*WORK TO BE COMPLETED*
Render the lines of the data below as a numbered list, starting at the line that has "the white boat." and stopping after the line that has "46 30 55 36". Leave out blank lines and pictures.

*DATA ROWS*

____________________

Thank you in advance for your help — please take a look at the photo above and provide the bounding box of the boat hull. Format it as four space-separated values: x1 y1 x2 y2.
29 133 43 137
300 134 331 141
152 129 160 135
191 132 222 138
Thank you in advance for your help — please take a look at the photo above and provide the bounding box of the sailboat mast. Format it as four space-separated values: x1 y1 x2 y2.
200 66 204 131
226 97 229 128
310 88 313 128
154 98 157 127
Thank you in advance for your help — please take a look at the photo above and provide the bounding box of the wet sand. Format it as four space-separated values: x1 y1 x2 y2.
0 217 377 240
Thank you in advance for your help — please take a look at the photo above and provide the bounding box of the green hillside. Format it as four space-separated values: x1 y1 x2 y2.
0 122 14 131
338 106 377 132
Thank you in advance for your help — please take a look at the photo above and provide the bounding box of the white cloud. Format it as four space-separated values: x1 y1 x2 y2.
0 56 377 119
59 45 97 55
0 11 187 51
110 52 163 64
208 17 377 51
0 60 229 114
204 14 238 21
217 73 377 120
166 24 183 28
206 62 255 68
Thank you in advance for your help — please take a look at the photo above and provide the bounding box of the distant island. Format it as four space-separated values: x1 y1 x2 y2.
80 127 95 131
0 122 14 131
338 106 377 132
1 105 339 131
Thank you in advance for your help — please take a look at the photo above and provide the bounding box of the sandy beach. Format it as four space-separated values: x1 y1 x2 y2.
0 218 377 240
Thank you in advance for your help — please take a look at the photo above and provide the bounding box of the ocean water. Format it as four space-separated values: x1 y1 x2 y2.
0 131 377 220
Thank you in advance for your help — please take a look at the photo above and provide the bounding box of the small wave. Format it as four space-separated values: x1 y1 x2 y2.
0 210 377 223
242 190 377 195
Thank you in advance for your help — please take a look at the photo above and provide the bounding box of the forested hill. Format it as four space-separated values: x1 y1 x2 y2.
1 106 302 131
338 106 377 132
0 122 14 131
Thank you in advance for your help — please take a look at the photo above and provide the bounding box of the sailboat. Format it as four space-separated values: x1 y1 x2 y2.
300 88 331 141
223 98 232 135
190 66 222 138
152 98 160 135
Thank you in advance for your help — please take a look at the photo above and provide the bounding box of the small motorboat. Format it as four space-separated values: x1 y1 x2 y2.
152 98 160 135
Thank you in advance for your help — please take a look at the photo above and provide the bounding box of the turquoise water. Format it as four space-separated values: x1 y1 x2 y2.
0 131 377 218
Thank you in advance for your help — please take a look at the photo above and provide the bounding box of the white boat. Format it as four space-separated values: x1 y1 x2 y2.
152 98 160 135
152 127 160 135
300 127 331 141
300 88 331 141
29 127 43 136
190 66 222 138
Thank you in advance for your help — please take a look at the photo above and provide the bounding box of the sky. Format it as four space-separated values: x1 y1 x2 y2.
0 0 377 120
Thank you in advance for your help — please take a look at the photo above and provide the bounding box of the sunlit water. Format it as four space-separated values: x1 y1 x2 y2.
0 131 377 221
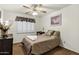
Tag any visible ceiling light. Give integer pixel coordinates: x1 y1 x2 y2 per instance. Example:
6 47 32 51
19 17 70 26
32 12 38 16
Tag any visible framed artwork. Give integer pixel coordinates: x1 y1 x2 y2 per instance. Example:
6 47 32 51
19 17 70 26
51 14 62 25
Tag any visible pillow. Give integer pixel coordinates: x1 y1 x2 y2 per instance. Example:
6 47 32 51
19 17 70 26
46 30 55 36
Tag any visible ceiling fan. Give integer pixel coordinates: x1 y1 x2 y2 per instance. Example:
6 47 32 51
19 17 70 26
23 4 47 15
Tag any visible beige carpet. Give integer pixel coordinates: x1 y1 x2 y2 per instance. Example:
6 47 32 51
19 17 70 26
13 43 79 55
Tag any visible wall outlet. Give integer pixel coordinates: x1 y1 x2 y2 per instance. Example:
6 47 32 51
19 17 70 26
63 41 66 44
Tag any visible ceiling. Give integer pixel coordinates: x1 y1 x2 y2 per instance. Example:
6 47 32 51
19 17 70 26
0 4 69 16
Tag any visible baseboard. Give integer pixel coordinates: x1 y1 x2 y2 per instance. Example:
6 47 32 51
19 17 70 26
13 42 22 45
60 45 79 54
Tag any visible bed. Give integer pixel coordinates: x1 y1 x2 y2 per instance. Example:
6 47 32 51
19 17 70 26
22 32 60 55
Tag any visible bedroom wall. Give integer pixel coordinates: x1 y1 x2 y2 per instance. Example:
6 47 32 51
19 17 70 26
3 10 39 43
41 5 79 53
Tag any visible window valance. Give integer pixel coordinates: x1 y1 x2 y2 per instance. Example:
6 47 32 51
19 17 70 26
15 16 35 23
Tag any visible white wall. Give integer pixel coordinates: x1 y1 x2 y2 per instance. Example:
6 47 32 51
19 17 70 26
3 10 39 43
41 5 79 53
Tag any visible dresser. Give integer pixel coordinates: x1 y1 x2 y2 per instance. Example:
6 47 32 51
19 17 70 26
0 36 13 55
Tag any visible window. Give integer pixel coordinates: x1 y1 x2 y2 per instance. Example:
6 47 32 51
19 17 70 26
16 16 35 33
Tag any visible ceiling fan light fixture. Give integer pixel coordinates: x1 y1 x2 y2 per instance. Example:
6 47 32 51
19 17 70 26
32 12 38 16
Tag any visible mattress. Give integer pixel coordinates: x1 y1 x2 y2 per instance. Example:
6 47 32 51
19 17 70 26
23 35 59 55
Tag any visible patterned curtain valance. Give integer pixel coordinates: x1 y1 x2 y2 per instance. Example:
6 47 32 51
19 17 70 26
15 16 35 23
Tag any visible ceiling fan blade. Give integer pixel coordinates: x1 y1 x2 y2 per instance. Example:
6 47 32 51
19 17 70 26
23 5 31 9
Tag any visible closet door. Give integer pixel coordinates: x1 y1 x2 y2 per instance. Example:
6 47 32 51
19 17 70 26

____________________

*ANSWER TO THE EXERCISE*
1. Thank you in advance for your help — please take a look at the photo above and provide the bounding box of the white boat. Format it as four space-separated values: x1 y1 x2 y2.
2. 152 98 160 135
3. 152 127 160 135
4. 300 127 331 141
5. 300 88 331 141
6. 29 127 43 136
7. 190 66 222 138
8. Thank you in advance for your help — please take a look at the photo above and provide the bounding box of the sky. Format it as four space-separated values: x1 y1 x2 y2.
9. 0 0 377 120
10. Thank you in advance for your help — please take a look at the photo above and provide the bounding box of the sunlit water. Format it as four space-separated values: x1 y1 x2 y2.
11. 0 131 377 221
12. Tag any visible ceiling light. Give integer pixel coordinates: x1 y1 x2 y2 per instance. Example:
13. 6 47 32 51
14. 19 17 70 26
15. 32 12 38 16
16. Tag any visible framed artwork. Give integer pixel coordinates: x1 y1 x2 y2 per instance. Example:
17. 6 47 32 51
18. 19 17 70 26
19. 51 14 62 25
20. Tag any visible pillow. Give integer pixel coordinates: x1 y1 x2 y2 per instance. Example:
21. 6 47 32 51
22. 19 17 70 26
23. 46 30 55 36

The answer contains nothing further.